■ WHAT THIS TASK INVOLVES
Lines below containing the word "water" should be copied out.

Extracted data entries:
══════

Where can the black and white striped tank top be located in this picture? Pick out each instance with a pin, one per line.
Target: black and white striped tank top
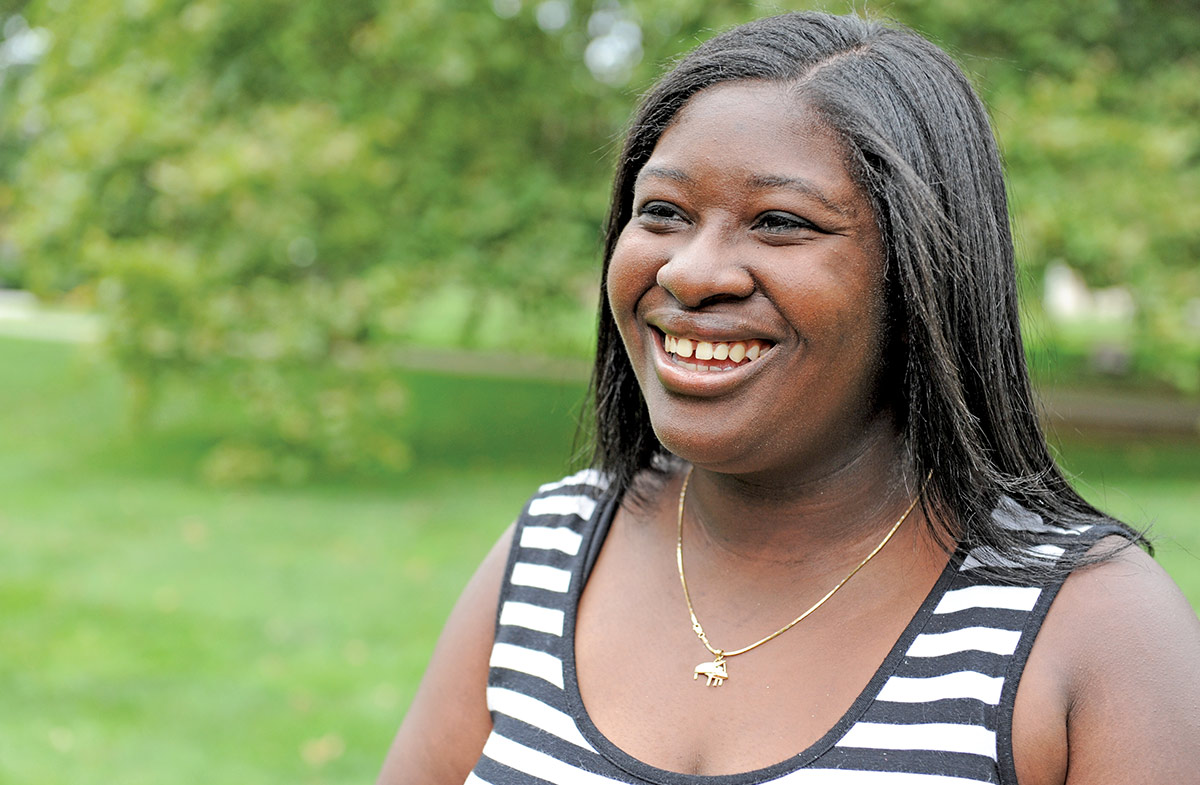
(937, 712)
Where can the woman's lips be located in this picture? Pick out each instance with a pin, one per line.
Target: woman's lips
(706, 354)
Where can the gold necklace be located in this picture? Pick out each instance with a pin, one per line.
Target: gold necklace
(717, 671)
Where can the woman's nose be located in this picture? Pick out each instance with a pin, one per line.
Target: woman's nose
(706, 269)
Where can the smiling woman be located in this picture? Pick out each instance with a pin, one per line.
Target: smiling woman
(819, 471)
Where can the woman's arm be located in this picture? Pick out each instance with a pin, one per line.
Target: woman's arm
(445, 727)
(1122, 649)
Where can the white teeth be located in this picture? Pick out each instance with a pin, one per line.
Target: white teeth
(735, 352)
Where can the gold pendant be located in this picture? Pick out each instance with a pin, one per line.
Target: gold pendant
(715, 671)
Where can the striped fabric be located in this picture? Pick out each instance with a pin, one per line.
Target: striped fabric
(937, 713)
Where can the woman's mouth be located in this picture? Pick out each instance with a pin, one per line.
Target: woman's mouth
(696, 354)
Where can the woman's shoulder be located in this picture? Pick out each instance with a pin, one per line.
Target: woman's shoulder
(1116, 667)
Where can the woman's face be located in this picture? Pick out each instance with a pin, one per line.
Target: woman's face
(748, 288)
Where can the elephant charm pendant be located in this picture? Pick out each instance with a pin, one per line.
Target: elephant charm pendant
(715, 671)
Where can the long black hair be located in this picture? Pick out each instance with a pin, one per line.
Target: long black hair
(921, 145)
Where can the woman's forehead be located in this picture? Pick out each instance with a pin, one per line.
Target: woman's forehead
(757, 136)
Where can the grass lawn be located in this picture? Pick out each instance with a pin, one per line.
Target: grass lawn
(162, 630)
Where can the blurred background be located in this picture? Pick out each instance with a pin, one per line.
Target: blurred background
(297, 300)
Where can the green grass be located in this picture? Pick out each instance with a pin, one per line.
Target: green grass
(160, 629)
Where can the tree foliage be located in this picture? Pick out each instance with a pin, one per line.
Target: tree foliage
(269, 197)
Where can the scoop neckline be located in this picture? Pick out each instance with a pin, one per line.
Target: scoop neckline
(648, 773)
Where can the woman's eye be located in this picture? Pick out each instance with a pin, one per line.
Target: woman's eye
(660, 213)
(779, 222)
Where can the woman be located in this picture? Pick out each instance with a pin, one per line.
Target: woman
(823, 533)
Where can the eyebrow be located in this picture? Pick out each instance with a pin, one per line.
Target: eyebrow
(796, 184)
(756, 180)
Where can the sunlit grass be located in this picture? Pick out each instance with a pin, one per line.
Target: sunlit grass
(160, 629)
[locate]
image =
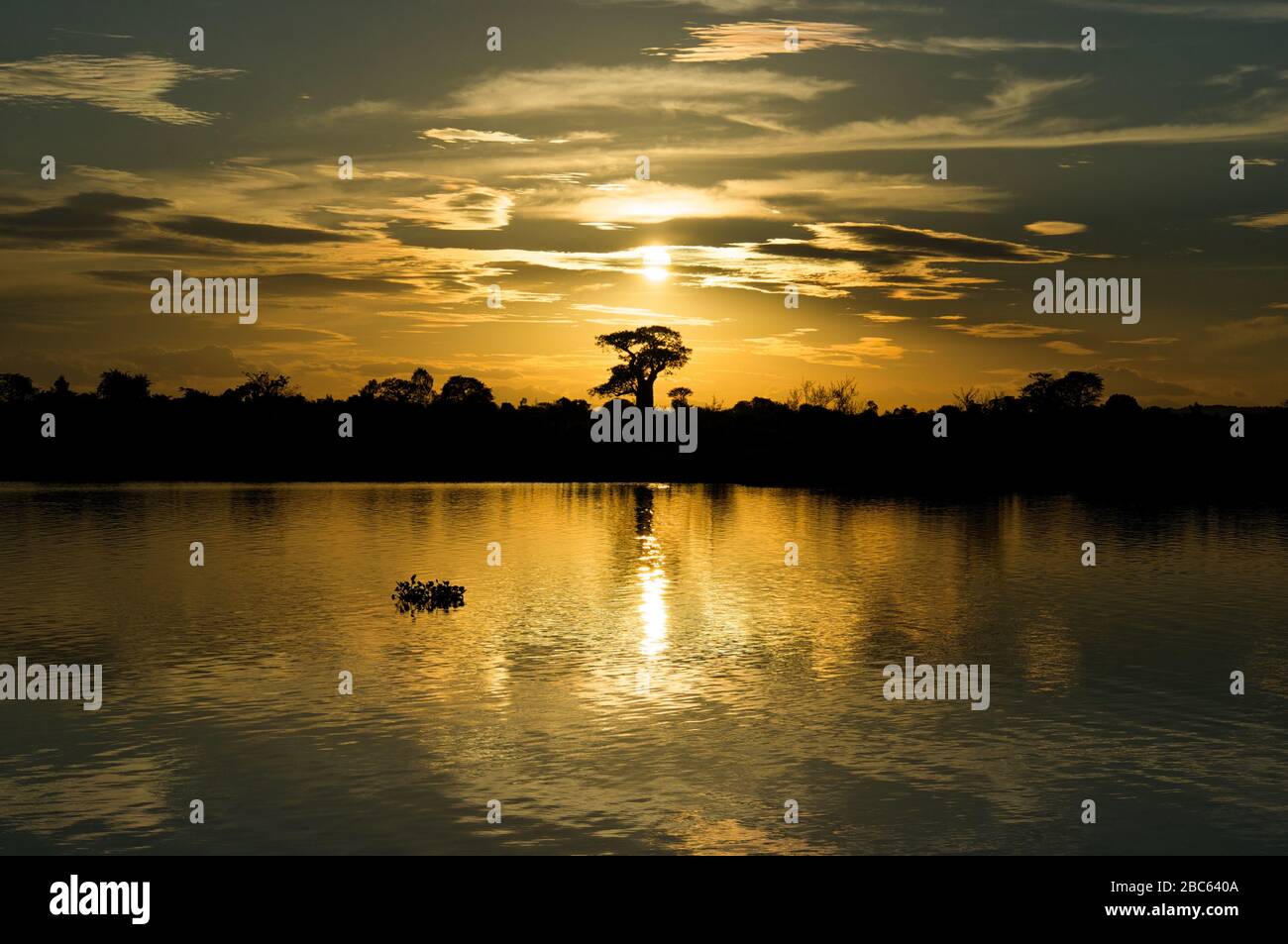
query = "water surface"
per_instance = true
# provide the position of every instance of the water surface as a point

══════

■ ANSWER BOX
query = "water surface"
# provide the position of every instance of the water surface as a point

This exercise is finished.